● **DIRECTION A**
Condense the paragraph of the reading journal beginning "The course a third-way done" into a short bulleted list that keeps its main facts.

● **TEXT PROVIDED**
****************
DAVID COVENTRY
Excerpts from a Reading Journal, 2010
The course a third-way done and my head full of books I really should have been reading, I looked about my shelves for a distraction and found a long forgotten copy of Hey Jack! This being a Barry Hannah novel I’d owned for fifteen years but somehow never read. I love Hannah – so this was an odd oversight (perhaps I had been put off by its somewhat silly title, or perhaps its diabolical cover of popsicle-shaped trees shading a lawn strewn with stray golf balls – not sure). Anyway, I ignored all the other competing titles on my list. I started reading it on the first Saturday of the mid-year break and finished it the next day. It’s more a novella than a novel but, whatever, I loved it. It had all the usual Hannah wonders of lyrical invention surrounding love and wickedness: ‘Jack was completely new, in his hate’; ‘We had a fight. I accused her of hysterical malice.’ And then of course there were his half-crazed characters:
Once there was, here where I live, a tall, pale, hypochondrial professor whose life and hopes had been so entirely discredited that he slept most of the day, unwilling to expend another chance on life, art, love, or even weather. Yet he would rise occasionally for a purchase on that perfect laziness that amazed and confounded his friends and students and brought with it the inkling of some minor treachery against those who might have been brave or bought, with their little allowances, even a tenth of their dreams.
****************
● **EXTRACTED ENTRIES**
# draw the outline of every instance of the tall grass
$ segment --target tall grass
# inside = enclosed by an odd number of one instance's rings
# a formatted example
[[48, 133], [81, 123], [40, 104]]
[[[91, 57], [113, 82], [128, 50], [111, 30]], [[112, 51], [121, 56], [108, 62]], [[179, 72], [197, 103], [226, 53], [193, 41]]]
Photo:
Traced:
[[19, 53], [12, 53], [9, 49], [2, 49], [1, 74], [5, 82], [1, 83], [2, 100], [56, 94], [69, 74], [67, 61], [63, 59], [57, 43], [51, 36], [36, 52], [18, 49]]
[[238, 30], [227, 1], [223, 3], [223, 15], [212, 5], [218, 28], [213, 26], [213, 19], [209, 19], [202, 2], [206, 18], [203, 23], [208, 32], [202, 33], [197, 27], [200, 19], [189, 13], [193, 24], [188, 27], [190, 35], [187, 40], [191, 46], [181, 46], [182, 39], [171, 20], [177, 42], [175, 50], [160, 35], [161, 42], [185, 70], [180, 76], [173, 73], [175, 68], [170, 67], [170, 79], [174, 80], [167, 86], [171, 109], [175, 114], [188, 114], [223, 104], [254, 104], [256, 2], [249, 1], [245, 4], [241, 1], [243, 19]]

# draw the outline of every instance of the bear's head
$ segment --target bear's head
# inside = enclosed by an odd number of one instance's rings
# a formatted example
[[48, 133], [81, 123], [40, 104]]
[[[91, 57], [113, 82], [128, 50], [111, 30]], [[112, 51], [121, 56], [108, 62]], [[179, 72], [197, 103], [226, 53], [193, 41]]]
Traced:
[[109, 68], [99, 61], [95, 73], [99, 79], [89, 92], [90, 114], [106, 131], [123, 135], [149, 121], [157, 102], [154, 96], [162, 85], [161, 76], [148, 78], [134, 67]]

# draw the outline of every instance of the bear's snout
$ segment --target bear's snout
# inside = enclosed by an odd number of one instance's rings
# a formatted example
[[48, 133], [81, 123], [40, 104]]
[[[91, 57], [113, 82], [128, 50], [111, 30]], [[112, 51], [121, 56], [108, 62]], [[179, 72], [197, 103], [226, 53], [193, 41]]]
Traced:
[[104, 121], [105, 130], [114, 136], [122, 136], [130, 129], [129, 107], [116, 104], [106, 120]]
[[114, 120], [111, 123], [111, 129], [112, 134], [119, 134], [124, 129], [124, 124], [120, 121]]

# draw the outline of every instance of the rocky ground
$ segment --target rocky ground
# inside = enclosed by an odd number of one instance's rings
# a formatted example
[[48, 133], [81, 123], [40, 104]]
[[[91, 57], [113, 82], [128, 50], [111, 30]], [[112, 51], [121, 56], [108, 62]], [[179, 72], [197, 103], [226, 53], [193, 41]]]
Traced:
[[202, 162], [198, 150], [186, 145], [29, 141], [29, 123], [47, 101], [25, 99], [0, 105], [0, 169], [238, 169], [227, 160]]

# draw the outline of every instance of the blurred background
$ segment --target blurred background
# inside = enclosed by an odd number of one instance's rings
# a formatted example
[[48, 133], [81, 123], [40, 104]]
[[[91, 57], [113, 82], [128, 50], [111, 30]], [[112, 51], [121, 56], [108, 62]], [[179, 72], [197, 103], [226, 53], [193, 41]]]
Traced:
****************
● **DIRECTION B**
How many lines in the entries above contain the string "rocky"? Reply with the number only.

● **RESULT A**
- About a third of the way through the course, the writer looked over the shelves for a distraction and found a long-forgotten copy of Barry Hannah's Hey Jack!, owned for fifteen years but never read.
- Despite loving Hannah, the writer had overlooked the book. The reason may have been its somewhat silly title or its cover of popsicle-shaped trees over a lawn strewn with golf balls.
- Ignoring the other titles on the list, the writer started it on the first Saturday of the mid-year break and finished it the next day.
- More a novella than a novel, it was loved for Hannah's lyrical invention around love and wickedness and for his half-crazed characters.

● **RESULT B**
2